(EXTRACTED TEXT Opens)

Developmental (phenotypic) plasticity describes the property of a genotype to respond to environmental variation by producing distinct phenotypes. In Pristionchus pacificus, the mouth form is developmentally plastic, resulting in two alternative mouth forms: the eurystomatous (Eu) predatory form has two strong teeth, whereas the alternative stenostomatous (St) form has a single tooth and is bacteriovorus. The switch between the two forms is environmentally sensitive, and a previous forward genetic approach showed a key switch function for the sulfatase-coding gene
eud-1, mutations in which result in all-St worms. In this study we used P. pacificus natural isolates with different Eu/St ratios to generate Recombinant Inbred Lines (RILs), and performed Quantitative Trait Locus (QTL) analysis to dissect the genetic architecture underlying mouth dimorphism in P. pacificus. Our result showed the involvement of one major locus on the X chromosome, spanning a recently described multigene locus containing
eud-1, its paralog, and two more genes encoding alpha-N-acetylglucosaminidases (nag), all of which were shown to be involved in mouth form regulation. RNA-seq analysis of parental strains revealed 40% higher expression of
eud-1 in the high Eu parental strain, and CRISPR-Cas9 mutants of the two sulftases paralogous in the high Eu parental strain showed a complete switch to the St form. With the absence of non-synonymous substitutions in
eud-1 between the parental lines, we used CRISPR-Cas9 technology to perform variant swapping in the
eud-1 regulatory region to define potential causative SNPs behind the mouth-form dimorphism. Our experimental analysis identified variations in different cis-regulatory components of
eud-1. Copy number differences in a potential Forkhead transcription factor binding site within the promoter/enhancer region, besides a SNP in the
eud-1 first intron between the parental lines caused differences in mouth-form ratios phenotype. Mutant lines showed an additive effect of these cis-regulatory elements, with a systematic change in the mouth-form phenotype and downregulation of
eud-1 expression. Currently, we are using CRISPR-Cas9 technology to examine the potential involvement of various Forkhead genes in controlling
eud-1 expression, while also expanding our analysis to test variations in the causative region within 30 more P. pacificus natural isolates.

(EXTRACTED TEXT Closes)
(EXTRACTED RECORDS Opens)

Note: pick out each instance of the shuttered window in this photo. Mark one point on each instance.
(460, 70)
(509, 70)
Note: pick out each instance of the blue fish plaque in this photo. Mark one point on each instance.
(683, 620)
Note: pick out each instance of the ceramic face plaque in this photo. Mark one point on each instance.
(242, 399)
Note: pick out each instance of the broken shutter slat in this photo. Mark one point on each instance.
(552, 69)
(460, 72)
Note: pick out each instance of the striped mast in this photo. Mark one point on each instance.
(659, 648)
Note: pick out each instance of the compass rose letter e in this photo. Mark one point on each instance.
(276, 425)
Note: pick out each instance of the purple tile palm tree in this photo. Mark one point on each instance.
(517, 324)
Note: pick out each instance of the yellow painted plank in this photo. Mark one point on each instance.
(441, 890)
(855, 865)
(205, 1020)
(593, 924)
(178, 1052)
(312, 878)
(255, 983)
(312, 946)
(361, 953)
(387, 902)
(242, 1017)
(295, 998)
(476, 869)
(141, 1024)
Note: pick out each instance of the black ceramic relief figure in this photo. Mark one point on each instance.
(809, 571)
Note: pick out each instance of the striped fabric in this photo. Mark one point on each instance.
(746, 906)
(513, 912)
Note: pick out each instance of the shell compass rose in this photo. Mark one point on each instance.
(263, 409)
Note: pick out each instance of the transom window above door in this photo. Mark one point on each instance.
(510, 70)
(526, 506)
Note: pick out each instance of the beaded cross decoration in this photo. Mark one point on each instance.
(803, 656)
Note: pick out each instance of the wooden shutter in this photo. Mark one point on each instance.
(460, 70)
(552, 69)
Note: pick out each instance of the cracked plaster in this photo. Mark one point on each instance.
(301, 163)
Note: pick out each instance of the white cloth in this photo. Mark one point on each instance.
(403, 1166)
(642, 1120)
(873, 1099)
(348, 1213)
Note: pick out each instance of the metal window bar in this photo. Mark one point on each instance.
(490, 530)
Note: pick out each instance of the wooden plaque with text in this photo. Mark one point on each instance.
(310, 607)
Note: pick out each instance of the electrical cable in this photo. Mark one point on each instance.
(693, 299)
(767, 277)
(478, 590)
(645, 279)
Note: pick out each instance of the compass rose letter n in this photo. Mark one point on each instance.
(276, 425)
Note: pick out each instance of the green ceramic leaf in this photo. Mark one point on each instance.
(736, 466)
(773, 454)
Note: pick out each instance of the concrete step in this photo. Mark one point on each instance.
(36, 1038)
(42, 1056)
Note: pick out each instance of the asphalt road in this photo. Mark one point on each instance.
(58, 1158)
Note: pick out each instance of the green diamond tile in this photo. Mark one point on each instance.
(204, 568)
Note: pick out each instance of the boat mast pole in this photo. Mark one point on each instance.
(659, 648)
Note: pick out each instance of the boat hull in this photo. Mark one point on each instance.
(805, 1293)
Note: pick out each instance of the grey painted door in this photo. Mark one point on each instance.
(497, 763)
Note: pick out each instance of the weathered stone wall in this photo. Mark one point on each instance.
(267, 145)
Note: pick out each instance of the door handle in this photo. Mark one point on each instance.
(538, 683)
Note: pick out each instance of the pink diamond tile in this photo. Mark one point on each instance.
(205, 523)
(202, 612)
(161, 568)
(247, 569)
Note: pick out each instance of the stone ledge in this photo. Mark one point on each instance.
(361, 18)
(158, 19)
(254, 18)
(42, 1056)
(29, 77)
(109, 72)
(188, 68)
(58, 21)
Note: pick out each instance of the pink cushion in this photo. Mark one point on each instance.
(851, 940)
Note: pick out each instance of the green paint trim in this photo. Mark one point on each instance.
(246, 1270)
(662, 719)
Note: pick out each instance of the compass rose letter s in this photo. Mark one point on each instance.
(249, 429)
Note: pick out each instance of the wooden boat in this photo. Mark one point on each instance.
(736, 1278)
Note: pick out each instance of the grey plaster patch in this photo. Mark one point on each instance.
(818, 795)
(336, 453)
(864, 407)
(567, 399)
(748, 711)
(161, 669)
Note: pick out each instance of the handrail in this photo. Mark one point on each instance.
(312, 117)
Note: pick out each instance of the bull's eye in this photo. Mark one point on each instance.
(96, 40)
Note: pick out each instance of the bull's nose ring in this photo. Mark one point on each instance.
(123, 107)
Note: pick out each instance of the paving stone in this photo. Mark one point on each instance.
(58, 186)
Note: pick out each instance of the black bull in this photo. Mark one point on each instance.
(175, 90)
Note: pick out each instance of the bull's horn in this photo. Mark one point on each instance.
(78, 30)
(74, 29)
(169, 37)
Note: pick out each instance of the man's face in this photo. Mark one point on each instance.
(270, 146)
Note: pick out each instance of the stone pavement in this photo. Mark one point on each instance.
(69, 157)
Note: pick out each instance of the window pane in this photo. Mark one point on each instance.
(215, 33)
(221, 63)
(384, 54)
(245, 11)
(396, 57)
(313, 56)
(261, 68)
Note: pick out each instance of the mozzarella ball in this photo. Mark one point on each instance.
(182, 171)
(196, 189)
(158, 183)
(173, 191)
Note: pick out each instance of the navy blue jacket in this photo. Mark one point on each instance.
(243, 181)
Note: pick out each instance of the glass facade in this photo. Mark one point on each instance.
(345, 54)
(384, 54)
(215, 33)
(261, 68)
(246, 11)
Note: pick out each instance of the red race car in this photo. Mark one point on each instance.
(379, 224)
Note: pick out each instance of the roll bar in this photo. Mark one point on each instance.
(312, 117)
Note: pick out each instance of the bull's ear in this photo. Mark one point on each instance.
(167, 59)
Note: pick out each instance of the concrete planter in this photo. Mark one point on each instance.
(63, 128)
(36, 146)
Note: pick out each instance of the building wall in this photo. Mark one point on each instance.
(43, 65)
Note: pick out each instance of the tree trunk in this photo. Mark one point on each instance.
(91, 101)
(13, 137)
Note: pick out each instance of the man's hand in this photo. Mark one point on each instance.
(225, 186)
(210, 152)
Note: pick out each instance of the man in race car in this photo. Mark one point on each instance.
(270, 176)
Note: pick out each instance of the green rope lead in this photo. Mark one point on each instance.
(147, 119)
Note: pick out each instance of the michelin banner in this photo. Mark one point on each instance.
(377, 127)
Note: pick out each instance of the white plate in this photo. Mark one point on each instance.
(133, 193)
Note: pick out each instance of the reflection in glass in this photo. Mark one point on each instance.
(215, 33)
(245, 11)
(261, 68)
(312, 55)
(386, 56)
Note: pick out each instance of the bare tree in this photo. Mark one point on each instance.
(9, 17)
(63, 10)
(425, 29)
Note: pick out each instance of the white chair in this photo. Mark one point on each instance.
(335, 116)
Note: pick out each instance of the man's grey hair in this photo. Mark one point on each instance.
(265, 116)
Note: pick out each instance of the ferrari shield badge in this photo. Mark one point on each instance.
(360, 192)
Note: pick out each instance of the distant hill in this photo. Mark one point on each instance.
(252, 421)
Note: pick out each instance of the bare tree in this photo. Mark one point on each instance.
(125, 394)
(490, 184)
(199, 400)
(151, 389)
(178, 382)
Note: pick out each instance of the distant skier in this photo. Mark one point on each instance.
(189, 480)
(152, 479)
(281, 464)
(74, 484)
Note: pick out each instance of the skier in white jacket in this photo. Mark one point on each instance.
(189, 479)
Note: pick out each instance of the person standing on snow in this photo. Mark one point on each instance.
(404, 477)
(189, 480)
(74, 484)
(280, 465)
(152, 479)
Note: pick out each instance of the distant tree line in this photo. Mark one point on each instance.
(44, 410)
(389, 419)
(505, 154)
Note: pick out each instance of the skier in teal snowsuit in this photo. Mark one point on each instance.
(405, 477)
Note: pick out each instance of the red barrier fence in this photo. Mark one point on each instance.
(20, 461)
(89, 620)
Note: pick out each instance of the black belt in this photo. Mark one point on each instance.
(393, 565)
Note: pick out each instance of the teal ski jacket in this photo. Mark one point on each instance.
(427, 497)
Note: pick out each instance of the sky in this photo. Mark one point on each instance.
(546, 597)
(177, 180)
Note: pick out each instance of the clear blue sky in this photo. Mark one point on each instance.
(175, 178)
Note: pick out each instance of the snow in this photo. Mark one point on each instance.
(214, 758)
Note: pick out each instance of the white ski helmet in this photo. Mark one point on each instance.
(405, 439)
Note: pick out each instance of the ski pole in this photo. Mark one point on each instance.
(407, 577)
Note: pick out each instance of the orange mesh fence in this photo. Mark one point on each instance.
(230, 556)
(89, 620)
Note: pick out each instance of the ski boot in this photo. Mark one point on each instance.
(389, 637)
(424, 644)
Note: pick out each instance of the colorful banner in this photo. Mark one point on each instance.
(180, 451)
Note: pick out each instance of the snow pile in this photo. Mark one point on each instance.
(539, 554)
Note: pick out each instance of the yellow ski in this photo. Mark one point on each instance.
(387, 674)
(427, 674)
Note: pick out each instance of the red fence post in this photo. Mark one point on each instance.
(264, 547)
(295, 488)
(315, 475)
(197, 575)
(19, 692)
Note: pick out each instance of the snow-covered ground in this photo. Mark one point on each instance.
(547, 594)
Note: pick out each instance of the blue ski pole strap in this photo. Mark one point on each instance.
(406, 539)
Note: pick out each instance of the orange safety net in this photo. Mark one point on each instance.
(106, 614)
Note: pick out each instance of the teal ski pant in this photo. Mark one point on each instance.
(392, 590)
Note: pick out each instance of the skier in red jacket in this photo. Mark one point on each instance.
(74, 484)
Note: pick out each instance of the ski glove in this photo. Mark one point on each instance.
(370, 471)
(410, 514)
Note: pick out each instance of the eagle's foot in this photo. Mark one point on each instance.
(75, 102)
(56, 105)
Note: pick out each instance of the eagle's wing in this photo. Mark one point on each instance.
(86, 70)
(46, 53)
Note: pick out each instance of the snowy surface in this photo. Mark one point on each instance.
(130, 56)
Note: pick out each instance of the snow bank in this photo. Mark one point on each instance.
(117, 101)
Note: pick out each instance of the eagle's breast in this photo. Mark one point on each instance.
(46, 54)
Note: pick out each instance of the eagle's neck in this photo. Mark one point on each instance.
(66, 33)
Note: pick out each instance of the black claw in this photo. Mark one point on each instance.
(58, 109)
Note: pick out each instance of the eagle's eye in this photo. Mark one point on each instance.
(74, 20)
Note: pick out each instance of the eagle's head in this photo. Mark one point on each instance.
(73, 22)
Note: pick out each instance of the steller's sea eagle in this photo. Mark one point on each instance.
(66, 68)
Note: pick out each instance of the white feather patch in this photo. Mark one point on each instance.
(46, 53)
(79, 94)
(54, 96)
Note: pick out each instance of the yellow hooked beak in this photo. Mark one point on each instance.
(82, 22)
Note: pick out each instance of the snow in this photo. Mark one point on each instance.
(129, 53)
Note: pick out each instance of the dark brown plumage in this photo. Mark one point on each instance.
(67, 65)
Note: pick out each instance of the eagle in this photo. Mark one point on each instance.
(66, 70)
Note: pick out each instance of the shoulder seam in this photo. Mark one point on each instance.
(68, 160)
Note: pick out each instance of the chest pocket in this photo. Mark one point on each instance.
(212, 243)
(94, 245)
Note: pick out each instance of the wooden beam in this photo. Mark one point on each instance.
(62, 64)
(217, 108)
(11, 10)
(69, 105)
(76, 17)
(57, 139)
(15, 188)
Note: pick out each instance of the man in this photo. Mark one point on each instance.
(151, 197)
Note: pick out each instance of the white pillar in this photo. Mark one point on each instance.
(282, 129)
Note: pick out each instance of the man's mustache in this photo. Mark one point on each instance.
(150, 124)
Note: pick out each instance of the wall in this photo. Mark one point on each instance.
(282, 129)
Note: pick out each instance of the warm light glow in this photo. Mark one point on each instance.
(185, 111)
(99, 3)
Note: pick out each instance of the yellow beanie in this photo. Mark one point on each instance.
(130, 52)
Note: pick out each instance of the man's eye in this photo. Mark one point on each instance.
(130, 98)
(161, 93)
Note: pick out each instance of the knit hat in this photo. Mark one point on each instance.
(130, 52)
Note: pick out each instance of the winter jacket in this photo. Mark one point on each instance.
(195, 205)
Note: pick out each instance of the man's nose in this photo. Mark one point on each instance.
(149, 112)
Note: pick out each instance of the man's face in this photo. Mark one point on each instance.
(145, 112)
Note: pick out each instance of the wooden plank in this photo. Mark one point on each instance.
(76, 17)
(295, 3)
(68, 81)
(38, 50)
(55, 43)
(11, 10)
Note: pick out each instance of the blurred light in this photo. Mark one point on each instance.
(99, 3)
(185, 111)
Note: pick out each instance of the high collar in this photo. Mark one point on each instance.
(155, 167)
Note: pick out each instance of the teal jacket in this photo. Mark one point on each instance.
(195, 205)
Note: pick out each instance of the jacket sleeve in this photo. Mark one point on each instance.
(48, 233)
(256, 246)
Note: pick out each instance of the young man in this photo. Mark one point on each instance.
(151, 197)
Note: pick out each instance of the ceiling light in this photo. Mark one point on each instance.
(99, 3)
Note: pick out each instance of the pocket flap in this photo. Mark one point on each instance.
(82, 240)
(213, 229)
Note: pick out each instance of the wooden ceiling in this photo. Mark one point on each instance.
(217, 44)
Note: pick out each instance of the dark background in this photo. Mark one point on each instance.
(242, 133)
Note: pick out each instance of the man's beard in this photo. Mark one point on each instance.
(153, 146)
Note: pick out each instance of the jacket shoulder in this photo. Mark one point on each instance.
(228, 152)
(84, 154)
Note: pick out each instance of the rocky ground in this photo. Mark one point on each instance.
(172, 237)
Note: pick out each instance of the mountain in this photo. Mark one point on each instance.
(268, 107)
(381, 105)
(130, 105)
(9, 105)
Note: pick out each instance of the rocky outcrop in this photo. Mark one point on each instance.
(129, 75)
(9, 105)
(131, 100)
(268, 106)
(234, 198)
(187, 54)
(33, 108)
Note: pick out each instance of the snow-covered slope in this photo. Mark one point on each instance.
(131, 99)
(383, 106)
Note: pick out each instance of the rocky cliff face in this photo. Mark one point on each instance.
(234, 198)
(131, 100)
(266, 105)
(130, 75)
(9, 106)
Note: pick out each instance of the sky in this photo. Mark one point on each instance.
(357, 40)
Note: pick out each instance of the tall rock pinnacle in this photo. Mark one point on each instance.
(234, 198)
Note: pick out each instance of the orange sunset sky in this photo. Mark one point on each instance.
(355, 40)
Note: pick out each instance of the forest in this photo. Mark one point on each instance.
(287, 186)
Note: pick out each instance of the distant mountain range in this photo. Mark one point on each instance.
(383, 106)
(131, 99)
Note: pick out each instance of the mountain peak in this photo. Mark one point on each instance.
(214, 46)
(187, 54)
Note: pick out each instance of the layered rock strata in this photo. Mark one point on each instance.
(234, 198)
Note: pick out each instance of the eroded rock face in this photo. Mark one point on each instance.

(EXTRACTED RECORDS Closes)

→ **ACTION ITEM**: Decide whether each statement agrees with the text about mouth-form plasticity in Pristionchus pacificus: (a) RNA-seq showed higher eud-1 expression in the high Eu parental strain; (b) the St form has two strong teeth; (c) eud-1 carries non-synonymous substitutions that differ between the parental lines. Answer yes or no for each, quoting the text's deciding words.

→ **SOLUTION FOR THIS PROBLEM**:
(a) Yes: "RNA-seq analysis of parental strains revealed 40% higher expression of eud-1 in the high Eu parental strain"
(b) No: "the alternative stenostomatous (St) form has a single tooth"
(c) No: "With the absence of non-synonymous substitutions in eud-1 between the parental lines"